(Dataset excerpt)
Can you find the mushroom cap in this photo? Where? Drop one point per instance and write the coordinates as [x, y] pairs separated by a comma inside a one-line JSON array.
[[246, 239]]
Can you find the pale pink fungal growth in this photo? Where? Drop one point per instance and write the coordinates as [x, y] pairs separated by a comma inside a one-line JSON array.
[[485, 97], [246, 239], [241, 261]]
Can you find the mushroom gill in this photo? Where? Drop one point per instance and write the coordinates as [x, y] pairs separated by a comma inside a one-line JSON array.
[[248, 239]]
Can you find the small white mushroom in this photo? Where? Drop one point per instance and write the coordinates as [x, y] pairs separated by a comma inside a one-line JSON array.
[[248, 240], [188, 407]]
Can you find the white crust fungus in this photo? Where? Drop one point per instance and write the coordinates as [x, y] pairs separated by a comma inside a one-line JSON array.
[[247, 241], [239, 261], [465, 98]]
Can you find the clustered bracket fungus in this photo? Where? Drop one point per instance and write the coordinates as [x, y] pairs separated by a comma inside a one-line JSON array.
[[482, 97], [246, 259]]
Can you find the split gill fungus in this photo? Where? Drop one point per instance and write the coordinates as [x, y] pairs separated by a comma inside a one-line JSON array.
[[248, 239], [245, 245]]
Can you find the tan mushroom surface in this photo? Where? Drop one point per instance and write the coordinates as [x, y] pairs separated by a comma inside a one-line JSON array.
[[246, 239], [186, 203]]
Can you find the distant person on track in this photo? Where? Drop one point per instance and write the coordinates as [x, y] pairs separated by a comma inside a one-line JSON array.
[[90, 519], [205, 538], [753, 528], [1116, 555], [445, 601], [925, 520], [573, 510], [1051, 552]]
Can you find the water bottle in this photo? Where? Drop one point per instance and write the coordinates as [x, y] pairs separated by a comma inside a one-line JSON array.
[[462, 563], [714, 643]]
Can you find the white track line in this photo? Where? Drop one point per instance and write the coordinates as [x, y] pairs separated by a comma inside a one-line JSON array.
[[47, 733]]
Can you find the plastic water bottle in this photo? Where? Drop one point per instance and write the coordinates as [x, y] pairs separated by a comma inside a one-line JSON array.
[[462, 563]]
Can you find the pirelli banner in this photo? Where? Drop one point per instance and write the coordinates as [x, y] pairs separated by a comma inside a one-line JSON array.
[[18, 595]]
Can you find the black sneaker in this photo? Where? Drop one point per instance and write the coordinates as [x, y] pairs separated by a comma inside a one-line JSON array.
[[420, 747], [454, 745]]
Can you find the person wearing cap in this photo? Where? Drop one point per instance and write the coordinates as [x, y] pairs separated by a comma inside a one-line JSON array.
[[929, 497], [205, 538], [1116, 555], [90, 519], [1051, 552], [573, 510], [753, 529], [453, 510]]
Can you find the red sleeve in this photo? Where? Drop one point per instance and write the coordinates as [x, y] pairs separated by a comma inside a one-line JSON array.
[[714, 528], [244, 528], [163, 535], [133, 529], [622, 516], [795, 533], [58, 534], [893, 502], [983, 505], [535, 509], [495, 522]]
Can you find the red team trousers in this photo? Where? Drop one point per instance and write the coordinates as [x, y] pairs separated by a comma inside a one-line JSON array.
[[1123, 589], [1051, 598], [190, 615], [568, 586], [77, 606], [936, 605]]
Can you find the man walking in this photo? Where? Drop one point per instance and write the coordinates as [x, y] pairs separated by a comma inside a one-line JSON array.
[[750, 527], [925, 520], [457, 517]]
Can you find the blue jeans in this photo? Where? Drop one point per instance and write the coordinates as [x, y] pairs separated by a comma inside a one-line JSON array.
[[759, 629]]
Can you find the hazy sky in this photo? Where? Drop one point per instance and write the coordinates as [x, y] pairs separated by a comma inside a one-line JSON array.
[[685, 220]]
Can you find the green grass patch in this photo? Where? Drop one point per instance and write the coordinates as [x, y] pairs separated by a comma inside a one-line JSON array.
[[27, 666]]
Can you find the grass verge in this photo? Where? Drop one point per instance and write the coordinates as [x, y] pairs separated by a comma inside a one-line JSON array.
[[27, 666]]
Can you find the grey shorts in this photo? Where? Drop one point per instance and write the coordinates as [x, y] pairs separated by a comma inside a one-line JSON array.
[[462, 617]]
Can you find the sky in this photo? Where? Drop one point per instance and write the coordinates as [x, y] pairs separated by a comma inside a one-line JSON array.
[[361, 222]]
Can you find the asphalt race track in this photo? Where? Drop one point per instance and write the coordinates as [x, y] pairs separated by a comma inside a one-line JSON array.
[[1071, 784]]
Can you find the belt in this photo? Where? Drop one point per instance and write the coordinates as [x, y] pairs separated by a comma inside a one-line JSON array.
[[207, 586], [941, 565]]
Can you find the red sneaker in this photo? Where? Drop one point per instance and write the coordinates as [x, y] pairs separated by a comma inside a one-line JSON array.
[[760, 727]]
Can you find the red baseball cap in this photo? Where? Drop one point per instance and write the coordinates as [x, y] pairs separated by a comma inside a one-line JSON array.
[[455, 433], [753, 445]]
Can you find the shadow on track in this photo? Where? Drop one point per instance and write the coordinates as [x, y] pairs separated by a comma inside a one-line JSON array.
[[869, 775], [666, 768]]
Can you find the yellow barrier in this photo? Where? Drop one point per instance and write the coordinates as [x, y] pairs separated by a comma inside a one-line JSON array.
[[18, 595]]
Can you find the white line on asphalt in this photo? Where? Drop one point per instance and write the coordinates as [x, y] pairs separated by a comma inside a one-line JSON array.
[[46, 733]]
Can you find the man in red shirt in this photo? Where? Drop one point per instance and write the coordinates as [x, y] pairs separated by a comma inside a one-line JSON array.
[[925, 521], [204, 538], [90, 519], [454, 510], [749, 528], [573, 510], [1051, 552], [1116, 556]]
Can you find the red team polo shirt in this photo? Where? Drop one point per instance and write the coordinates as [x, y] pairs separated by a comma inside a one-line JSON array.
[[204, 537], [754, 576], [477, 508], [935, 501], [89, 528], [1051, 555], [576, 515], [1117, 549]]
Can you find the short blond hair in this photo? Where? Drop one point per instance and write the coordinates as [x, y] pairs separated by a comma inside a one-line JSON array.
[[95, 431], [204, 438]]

==

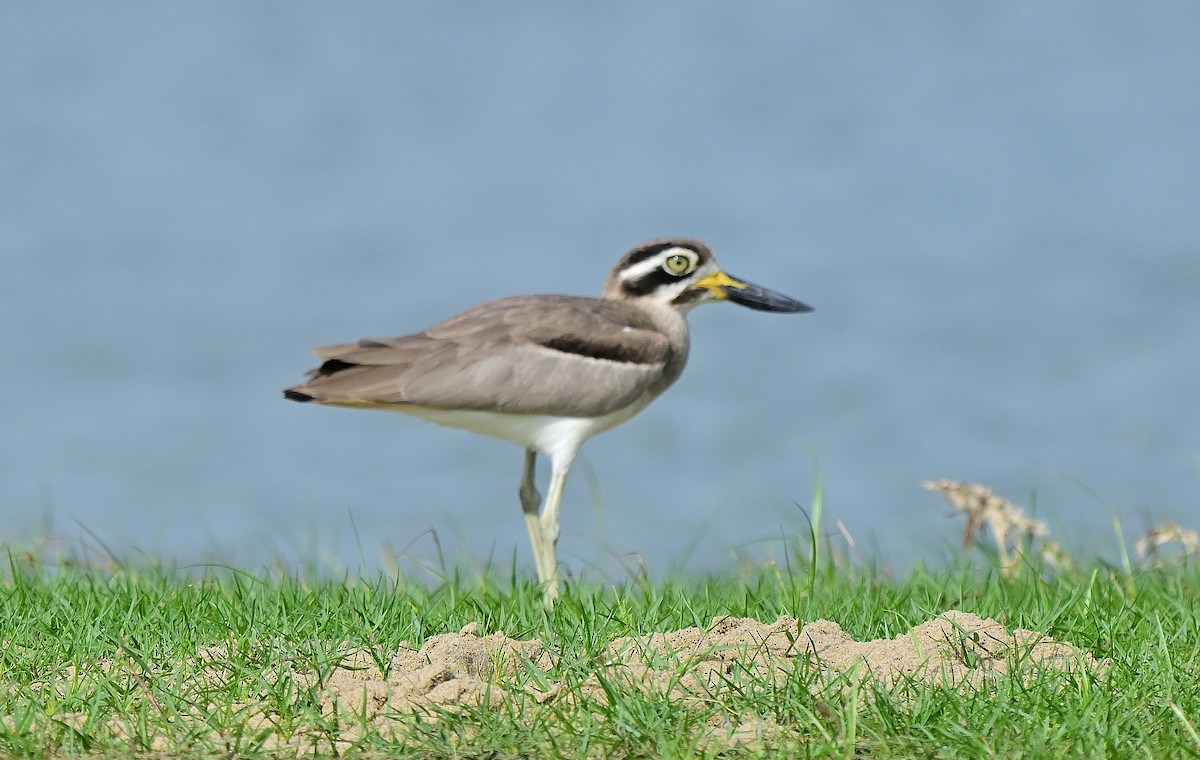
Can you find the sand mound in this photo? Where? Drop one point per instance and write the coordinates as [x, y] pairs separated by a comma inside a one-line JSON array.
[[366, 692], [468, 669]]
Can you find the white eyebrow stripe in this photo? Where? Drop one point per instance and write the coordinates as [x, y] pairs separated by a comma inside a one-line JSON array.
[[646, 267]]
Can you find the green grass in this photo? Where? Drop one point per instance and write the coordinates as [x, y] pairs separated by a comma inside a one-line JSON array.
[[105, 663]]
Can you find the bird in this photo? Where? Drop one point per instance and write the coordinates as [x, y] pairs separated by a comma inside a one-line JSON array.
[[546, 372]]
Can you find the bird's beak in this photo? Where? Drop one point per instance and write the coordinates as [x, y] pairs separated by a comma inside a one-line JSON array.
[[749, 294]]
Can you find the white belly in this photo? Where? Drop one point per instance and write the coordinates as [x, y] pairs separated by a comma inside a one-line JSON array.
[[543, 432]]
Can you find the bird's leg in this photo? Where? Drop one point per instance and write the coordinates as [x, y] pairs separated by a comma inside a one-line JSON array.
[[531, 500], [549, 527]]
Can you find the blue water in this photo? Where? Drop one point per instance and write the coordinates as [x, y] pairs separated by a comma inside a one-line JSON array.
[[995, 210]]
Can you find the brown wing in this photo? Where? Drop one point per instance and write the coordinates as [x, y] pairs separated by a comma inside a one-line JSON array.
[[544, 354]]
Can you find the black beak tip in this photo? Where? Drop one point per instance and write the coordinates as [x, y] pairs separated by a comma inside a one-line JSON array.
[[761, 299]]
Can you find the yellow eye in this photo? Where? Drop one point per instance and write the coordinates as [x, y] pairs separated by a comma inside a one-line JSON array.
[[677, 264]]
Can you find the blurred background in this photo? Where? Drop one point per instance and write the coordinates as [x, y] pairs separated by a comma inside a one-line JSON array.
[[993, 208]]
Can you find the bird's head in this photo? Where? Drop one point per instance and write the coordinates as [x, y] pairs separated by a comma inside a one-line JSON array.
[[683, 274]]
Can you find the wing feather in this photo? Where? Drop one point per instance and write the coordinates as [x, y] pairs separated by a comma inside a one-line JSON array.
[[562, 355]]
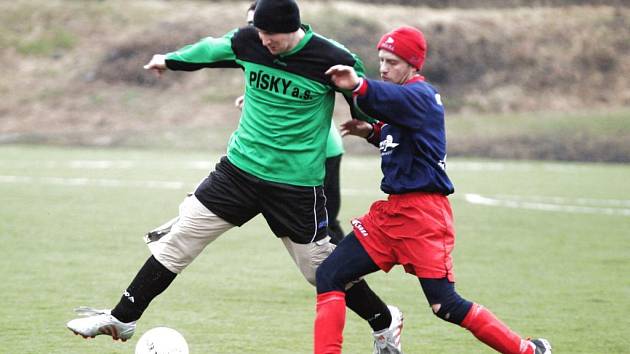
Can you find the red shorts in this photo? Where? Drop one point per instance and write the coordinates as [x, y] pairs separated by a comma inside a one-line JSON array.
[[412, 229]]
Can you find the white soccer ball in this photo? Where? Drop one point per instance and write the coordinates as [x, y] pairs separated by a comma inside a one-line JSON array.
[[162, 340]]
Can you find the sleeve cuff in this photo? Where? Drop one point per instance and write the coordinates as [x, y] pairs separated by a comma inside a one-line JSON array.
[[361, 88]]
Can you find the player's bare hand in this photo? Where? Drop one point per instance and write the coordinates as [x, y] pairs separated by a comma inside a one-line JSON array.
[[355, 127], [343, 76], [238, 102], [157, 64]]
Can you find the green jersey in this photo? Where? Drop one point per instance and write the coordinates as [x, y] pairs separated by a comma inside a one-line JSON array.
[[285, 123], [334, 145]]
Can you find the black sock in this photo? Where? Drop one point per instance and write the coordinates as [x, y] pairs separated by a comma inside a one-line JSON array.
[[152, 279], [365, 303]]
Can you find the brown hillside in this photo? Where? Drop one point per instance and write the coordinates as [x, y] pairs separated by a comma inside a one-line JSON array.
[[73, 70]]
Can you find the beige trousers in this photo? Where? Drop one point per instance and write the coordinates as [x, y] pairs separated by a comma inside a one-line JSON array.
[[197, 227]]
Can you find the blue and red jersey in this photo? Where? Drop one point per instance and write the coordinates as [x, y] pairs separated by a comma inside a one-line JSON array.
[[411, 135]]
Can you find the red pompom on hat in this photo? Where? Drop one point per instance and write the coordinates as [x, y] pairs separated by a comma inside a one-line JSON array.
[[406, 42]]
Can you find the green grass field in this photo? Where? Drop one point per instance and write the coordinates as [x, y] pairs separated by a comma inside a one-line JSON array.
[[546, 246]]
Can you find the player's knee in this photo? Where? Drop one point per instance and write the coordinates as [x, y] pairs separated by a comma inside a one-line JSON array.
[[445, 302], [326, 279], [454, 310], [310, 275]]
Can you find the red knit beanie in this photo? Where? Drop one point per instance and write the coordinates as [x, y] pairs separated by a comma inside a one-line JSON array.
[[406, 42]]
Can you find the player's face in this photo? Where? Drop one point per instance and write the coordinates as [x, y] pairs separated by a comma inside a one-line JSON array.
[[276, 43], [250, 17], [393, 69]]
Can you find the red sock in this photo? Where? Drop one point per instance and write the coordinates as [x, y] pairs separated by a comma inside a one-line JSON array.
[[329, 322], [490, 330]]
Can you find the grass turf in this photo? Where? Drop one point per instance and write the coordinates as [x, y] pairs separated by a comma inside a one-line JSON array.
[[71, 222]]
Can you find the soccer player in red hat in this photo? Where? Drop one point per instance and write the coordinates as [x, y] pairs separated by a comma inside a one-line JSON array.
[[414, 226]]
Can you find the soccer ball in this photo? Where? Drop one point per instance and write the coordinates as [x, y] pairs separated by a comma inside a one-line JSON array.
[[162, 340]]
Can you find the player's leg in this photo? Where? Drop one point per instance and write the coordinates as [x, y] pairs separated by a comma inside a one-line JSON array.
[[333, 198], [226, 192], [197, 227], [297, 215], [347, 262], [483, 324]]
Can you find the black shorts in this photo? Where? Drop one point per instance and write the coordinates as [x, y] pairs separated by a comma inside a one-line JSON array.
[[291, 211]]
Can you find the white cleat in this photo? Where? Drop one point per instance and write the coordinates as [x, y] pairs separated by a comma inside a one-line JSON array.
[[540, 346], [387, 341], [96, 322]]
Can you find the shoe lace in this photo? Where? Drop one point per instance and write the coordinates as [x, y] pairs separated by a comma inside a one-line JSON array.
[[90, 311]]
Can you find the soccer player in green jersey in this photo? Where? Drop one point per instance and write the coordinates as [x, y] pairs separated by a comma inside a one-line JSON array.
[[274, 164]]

...

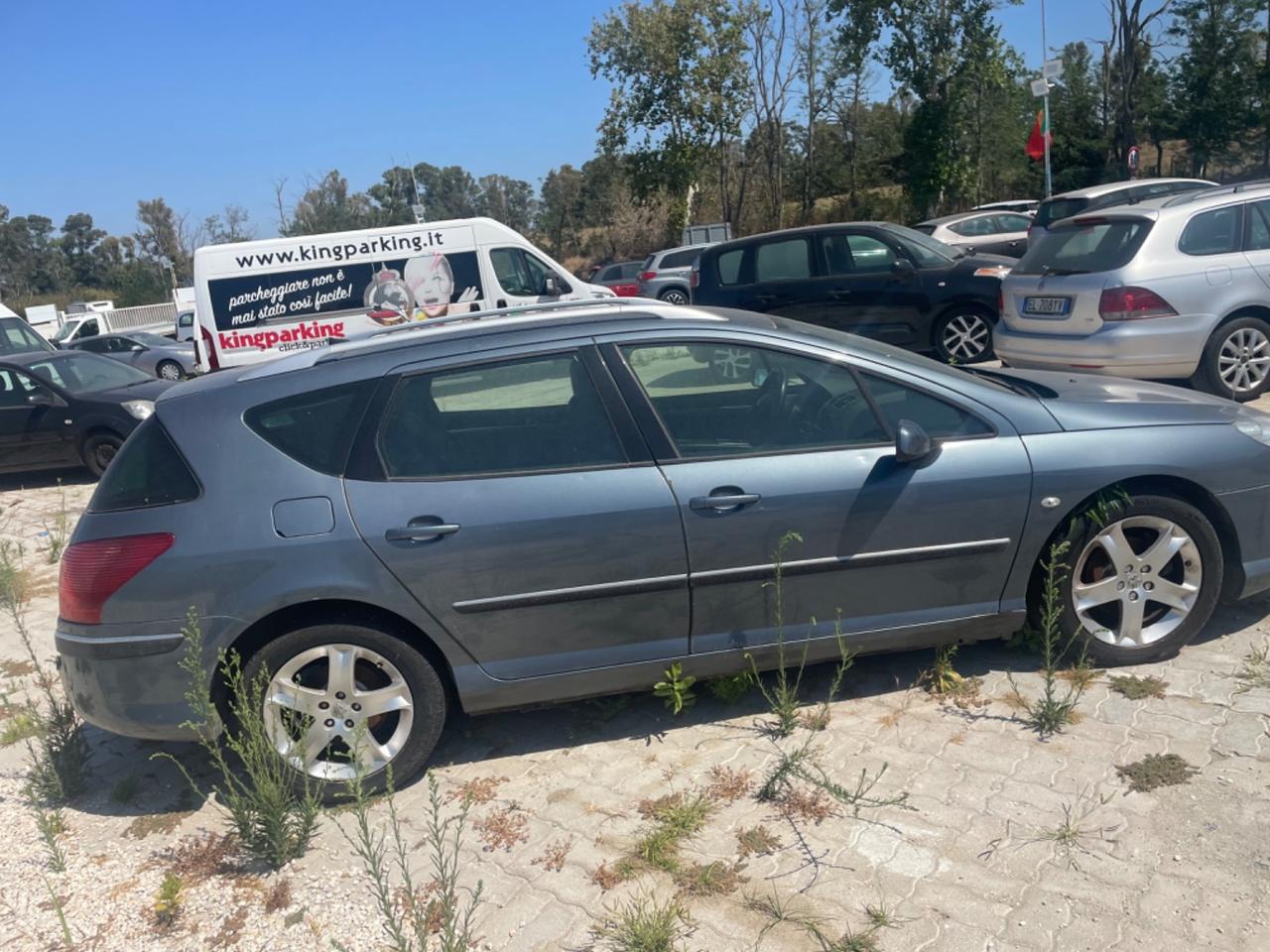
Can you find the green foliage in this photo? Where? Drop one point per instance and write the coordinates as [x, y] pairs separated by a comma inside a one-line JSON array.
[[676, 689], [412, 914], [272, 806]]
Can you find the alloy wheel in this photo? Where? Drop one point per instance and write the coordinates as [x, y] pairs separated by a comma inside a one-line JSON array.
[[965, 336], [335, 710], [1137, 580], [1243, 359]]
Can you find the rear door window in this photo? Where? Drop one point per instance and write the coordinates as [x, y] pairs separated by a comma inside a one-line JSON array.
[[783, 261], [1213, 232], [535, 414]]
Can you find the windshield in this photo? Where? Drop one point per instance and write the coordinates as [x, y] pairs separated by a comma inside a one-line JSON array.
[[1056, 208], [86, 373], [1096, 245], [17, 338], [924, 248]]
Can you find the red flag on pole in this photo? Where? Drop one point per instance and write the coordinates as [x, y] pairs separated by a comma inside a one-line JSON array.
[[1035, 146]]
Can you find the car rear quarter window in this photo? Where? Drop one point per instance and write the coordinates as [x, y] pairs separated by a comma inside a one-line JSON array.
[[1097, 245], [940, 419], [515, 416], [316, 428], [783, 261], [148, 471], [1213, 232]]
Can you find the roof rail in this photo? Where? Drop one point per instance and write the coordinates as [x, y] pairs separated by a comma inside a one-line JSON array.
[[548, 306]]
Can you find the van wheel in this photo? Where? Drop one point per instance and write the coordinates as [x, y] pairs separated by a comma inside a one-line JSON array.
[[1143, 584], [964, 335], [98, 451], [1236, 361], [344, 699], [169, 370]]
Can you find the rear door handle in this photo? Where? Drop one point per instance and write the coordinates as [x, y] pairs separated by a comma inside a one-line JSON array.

* **WORK REQUIRED**: Repeat the listing from the line containing "Can you find the mushroom cap" to the line containing "[[485, 97], [246, 239], [241, 261]]", both included, with the requests kept as they are. Shift every coordinate in the answers by adding -27 to it.

* **SOLUTION FOR THIS PROBLEM**:
Can you find the mushroom cap in this photo? Where? Drop one point per instance and write the coordinates as [x, y] pairs separated by a comma inside a one-line JSON array.
[[219, 212]]
Can you find the pale pink fungal growth in this photo? Where? Drop one point per instance and write the coordinates as [x, y] pairs separated by a comma inside a one-line JSON array.
[[458, 70], [219, 212], [214, 234]]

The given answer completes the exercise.